[Information given]

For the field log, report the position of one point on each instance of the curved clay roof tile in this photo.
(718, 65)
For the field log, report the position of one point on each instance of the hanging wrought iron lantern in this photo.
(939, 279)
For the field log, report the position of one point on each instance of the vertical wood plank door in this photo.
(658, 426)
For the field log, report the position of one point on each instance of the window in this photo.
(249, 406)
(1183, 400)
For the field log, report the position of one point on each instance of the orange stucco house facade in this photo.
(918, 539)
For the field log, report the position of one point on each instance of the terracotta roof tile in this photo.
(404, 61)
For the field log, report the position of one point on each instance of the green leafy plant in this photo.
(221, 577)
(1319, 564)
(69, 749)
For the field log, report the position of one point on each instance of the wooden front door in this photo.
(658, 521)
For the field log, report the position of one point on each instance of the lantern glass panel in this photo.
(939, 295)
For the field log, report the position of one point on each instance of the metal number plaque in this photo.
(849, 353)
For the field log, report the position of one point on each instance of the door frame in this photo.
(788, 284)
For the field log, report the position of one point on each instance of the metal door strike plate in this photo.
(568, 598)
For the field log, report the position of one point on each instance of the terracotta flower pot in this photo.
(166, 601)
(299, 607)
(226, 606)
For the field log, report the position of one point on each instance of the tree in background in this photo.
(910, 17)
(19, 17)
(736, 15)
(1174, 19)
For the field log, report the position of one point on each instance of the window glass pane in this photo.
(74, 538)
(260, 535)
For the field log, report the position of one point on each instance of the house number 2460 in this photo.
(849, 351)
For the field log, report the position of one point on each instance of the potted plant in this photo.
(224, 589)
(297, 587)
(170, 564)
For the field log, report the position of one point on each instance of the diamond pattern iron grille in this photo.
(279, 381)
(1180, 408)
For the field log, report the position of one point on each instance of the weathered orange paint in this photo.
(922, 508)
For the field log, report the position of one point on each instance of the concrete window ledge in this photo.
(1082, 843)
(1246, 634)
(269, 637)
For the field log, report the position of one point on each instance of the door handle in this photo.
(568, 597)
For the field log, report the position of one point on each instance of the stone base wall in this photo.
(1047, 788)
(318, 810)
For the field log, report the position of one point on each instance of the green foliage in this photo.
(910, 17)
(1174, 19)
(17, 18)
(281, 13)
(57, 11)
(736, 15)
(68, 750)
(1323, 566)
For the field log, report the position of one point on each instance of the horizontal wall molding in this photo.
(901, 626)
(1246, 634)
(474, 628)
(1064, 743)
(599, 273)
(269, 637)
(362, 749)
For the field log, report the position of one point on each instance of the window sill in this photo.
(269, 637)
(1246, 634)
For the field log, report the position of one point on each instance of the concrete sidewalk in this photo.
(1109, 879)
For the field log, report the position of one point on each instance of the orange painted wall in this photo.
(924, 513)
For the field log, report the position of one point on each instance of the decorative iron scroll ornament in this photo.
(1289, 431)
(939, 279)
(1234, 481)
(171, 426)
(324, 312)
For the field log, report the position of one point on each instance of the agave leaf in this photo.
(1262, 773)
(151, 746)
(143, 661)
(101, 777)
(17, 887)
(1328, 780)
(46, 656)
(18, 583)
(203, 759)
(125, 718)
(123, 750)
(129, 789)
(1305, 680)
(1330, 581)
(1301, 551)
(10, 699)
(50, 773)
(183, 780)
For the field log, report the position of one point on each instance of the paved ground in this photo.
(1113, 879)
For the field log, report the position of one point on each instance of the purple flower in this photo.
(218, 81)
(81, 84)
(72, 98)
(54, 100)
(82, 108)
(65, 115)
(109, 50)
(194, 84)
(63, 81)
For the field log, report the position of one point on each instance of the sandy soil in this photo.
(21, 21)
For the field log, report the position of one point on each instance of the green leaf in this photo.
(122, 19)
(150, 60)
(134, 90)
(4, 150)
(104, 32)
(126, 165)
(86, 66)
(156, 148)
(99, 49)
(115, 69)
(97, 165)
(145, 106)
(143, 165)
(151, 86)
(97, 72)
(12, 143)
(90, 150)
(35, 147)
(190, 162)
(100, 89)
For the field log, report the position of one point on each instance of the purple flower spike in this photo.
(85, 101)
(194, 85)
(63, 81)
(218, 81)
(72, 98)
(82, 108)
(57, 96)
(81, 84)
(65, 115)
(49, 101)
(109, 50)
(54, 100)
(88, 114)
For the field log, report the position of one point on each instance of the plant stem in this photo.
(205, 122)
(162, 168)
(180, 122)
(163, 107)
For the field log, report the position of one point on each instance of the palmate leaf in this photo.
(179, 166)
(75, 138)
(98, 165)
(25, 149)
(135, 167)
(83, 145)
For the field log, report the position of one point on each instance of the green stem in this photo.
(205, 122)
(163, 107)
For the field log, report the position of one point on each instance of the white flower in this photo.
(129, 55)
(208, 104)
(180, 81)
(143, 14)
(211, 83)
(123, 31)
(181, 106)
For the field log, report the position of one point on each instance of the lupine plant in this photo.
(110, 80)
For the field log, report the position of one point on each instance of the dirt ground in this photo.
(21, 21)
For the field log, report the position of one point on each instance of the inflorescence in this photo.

[/Information given]

● **What is being asked**
Transcribe exactly, please, the lines from the one with "soil in this photo." to the last line of the entries above, ends included.

● **Response area**
For the field log, report the position of one point on each instance of the sandy soil in this photo.
(21, 21)
For the field log, report the position of one point on each instance of the green leaf in this photo.
(122, 19)
(150, 60)
(134, 90)
(4, 150)
(104, 32)
(126, 165)
(86, 66)
(156, 148)
(99, 49)
(115, 69)
(97, 165)
(145, 106)
(143, 165)
(151, 86)
(97, 72)
(12, 143)
(90, 150)
(35, 147)
(190, 162)
(100, 89)
For the field log, report the position of one point on each instance of the purple flower spike in this photo.
(85, 101)
(194, 85)
(63, 81)
(218, 81)
(72, 98)
(82, 108)
(57, 96)
(81, 84)
(65, 115)
(49, 101)
(109, 50)
(54, 100)
(88, 114)
For the field log, report the position of one point on each instance of the plant stem in this photo.
(205, 122)
(162, 168)
(180, 122)
(163, 107)
For the field log, report the position of one point on each instance of the palmate leaf in this photo.
(179, 166)
(75, 138)
(98, 165)
(25, 149)
(135, 167)
(83, 145)
For the field log, report the position of one point on each instance of the green stem in this photo.
(205, 122)
(163, 107)
For the field log, report the position of one point on each instance of the white flower in this photo.
(129, 55)
(208, 104)
(180, 81)
(143, 14)
(211, 83)
(123, 31)
(181, 106)
For the field log, report the position of one point on each instance of the lupine plant in this photo.
(110, 80)
For the field log, report the position of one point on each instance of the dirt ground in this photo.
(21, 21)
For the field log, report the position of one point on each instance of the inflorescence in this photo.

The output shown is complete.